- **Task details**: Arrange every line of the data below into a numbered list, omitting blank lines. Leave the pictures out of your answer.

#### Rows ####

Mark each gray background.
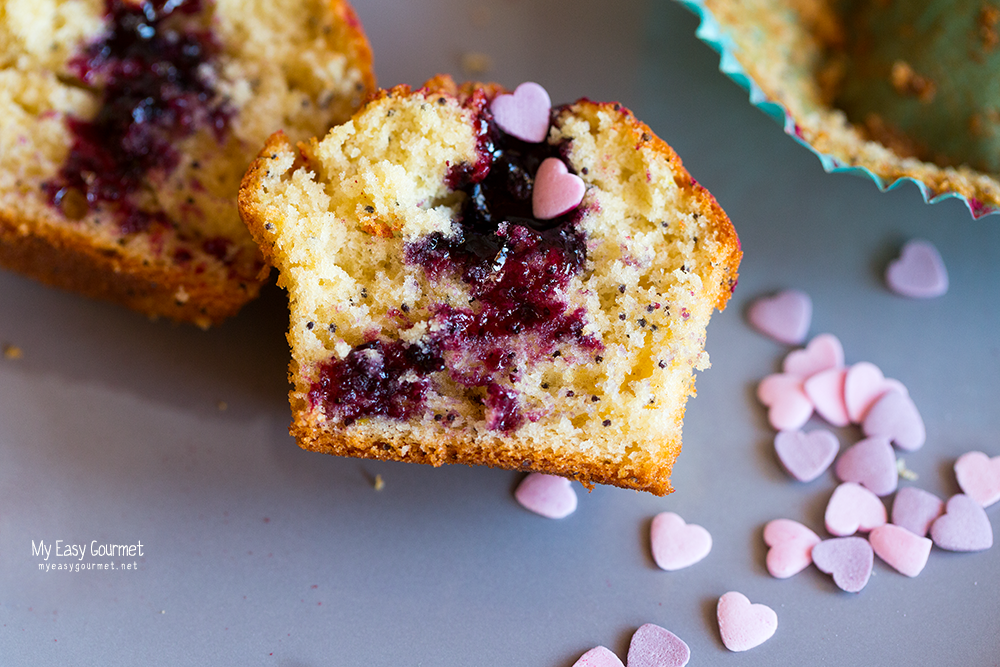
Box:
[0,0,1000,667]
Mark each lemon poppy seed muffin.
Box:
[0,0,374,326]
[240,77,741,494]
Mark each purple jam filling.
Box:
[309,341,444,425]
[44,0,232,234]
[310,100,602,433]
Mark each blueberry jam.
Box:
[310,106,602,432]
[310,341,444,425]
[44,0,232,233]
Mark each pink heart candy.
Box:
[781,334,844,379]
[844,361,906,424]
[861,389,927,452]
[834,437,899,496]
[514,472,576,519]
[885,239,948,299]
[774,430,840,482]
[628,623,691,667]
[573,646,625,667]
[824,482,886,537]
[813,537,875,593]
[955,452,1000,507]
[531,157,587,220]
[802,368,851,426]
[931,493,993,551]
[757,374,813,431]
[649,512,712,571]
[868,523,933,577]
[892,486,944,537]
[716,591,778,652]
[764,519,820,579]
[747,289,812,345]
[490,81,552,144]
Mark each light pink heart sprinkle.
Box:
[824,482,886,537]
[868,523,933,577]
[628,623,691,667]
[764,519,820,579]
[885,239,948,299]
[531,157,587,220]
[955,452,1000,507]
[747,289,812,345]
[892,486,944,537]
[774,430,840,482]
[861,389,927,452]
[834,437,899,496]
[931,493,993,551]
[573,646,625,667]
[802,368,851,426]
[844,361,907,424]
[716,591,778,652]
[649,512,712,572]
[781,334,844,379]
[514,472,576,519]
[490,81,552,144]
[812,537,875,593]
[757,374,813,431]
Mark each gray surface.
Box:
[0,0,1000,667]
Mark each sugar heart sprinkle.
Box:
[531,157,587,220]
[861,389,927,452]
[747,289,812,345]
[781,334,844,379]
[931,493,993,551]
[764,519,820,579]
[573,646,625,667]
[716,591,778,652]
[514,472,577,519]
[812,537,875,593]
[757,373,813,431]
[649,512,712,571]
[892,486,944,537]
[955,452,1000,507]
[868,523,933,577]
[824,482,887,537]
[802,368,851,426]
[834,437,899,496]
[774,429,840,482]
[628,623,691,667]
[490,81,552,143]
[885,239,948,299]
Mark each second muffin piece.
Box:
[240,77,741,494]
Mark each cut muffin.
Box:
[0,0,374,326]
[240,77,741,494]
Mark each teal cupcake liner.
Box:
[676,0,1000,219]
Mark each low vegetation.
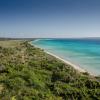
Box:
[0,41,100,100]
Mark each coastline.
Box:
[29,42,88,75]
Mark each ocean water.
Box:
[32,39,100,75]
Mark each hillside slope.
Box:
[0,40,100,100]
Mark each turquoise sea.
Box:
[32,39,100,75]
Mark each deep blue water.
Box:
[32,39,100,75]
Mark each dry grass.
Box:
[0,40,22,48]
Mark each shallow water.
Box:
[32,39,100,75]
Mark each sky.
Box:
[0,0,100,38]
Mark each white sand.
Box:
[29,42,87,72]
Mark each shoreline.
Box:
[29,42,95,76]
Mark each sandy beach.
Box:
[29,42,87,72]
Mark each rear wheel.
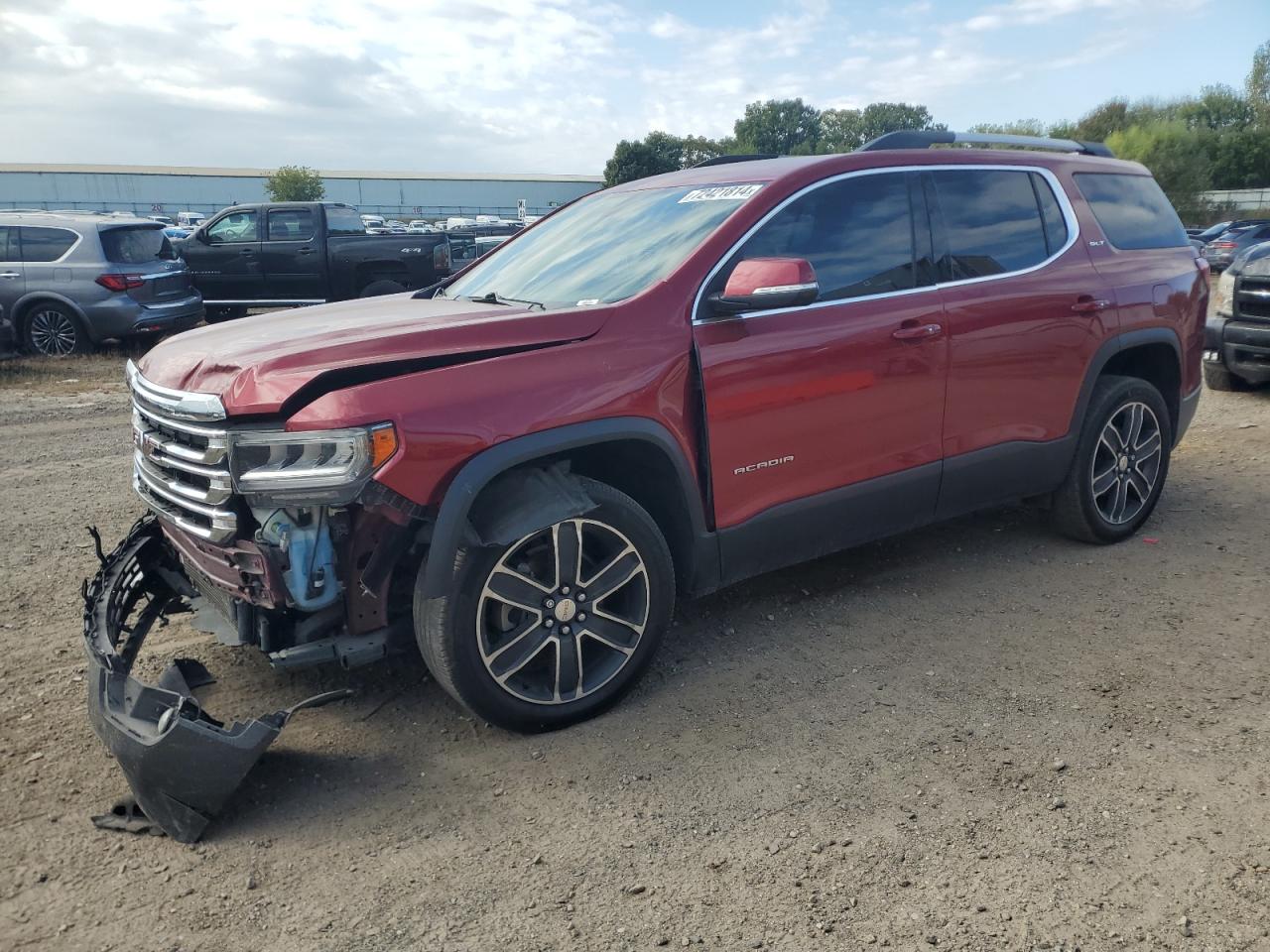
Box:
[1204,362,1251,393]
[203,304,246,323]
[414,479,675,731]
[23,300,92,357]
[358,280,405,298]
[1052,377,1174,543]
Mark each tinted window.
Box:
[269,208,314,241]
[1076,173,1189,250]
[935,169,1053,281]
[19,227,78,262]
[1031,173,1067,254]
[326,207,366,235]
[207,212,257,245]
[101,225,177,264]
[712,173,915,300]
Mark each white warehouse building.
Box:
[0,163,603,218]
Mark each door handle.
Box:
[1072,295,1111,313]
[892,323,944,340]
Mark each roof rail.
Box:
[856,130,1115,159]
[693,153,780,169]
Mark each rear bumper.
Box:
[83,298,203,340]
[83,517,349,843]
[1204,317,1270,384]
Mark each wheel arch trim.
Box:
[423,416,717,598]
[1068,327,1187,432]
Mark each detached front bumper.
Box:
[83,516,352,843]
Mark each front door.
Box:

####

- **Completed task**:
1. Mark each gray background.
2. Box:
3. [0,0,1000,667]
4. Mark each lemon poppy seed muffin.
5. Box:
6. [0,0,374,326]
7. [240,77,741,494]
8. Mark each purple jam filling.
9. Box:
10. [309,341,444,425]
11. [44,0,232,234]
12. [310,100,602,433]
13. Mark each blueberry jam.
14. Box:
15. [310,106,602,432]
16. [310,341,444,425]
17. [44,0,232,233]
18. Mark each pink heart candy.
19. Box:
20. [781,334,844,379]
21. [844,361,906,424]
22. [861,389,927,452]
23. [834,437,899,496]
24. [514,472,576,519]
25. [885,239,948,299]
26. [774,430,840,482]
27. [628,623,691,667]
28. [573,646,625,667]
29. [824,482,886,537]
30. [813,537,875,593]
31. [955,452,1000,507]
32. [531,157,587,220]
33. [802,368,851,426]
34. [931,493,993,551]
35. [757,374,813,431]
36. [649,512,712,571]
37. [868,523,933,577]
38. [892,486,944,537]
39. [716,591,778,652]
40. [764,519,820,579]
41. [747,289,812,345]
42. [490,81,552,144]
43. Mark each light pink heart sprinkle.
44. Box:
45. [824,482,886,537]
46. [868,523,933,577]
47. [628,623,691,667]
48. [764,519,820,579]
49. [885,239,948,299]
50. [531,157,587,220]
51. [955,452,1000,507]
52. [747,289,812,345]
53. [892,486,944,537]
54. [774,430,840,482]
55. [861,389,927,452]
56. [834,437,899,496]
57. [931,493,993,551]
58. [573,646,625,667]
59. [802,368,851,426]
60. [844,361,907,424]
61. [716,591,778,652]
62. [649,512,712,572]
63. [781,334,844,379]
64. [514,472,576,519]
65. [490,81,552,144]
66. [812,537,875,593]
67. [757,374,813,431]
68. Mark each gray surface.
69. Box:
70. [0,0,1000,667]
71. Mark each sugar heart sprinkle.
72. Box:
73. [531,157,587,220]
74. [861,389,927,452]
75. [747,289,812,345]
76. [781,334,844,379]
77. [931,493,993,551]
78. [764,519,820,579]
79. [573,646,625,667]
80. [716,591,778,652]
81. [514,472,577,519]
82. [812,537,875,593]
83. [757,373,813,431]
84. [649,512,712,571]
85. [892,486,944,537]
86. [955,452,1000,507]
87. [868,523,933,577]
88. [824,482,887,537]
89. [802,368,851,426]
90. [834,437,899,496]
91. [774,429,840,482]
92. [628,623,691,667]
93. [490,81,552,143]
94. [885,239,948,299]
95. Mark each second muffin piece.
96. Box:
97. [240,77,741,494]
98. Mark each cut muffin.
99. Box:
100. [0,0,374,326]
101. [240,77,741,494]
102. Mark each teal cupcake liner.
103. Box:
104. [676,0,1000,219]
105. Mark each low vegetation.
106. Box:
107. [0,41,100,100]
108. Mark each coastline.
109. Box:
110. [29,42,88,75]
111. Mark each ocean water.
112. Box:
113. [32,39,100,75]
114. Mark each hillside slope.
115. Box:
116. [0,40,100,100]
117. Mark each turquoise sea.
118. Box:
119. [32,39,100,75]
120. Mark each deep blue water.
121. Box:
122. [32,39,100,75]
123. Mark each dry grass.
124. Box:
125. [0,40,22,48]
126. Mark each shallow water.
127. Box:
128. [32,39,100,75]
129. Mark each sky.
130. Box:
131. [0,0,100,38]
132. Mark each white sand.
133. Box:
134. [29,42,87,72]
135. Mark each shoreline.
136. Box:
137. [29,42,95,76]
138. Mark each sandy beach.
139. Box:
140. [29,42,87,72]
141. Mark each rear wheel.
142. Box:
143. [1204,362,1251,393]
144. [203,304,246,323]
145. [414,479,675,731]
146. [23,300,92,357]
147. [358,280,405,298]
148. [1052,377,1174,543]
149. Mark each tinted window.
150. Box:
151. [269,208,314,241]
152. [1076,173,1189,250]
153. [935,169,1053,281]
154. [19,227,78,262]
155. [1031,173,1067,254]
156. [326,207,366,235]
157. [207,212,257,245]
158. [101,225,177,264]
159. [712,173,915,300]
160. Mark each white warehouse building.
161. Box:
162. [0,163,603,218]
163. Mark each door handle.
164. Box:
165. [1072,295,1111,313]
166. [892,323,944,340]
167. Mark each roof rail.
168. Box:
169. [856,130,1115,159]
170. [693,153,780,169]
171. Mark each rear bumper.
172. Box:
173. [83,298,203,340]
174. [83,517,349,843]
175. [1204,317,1270,384]
176. Mark each wheel arch trim.
177. Box:
178. [423,416,717,598]
179. [1068,327,1187,432]
180. Mark each detached front bumper.
181. Box:
182. [83,516,352,843]
183. Mark each front door.
184. Box:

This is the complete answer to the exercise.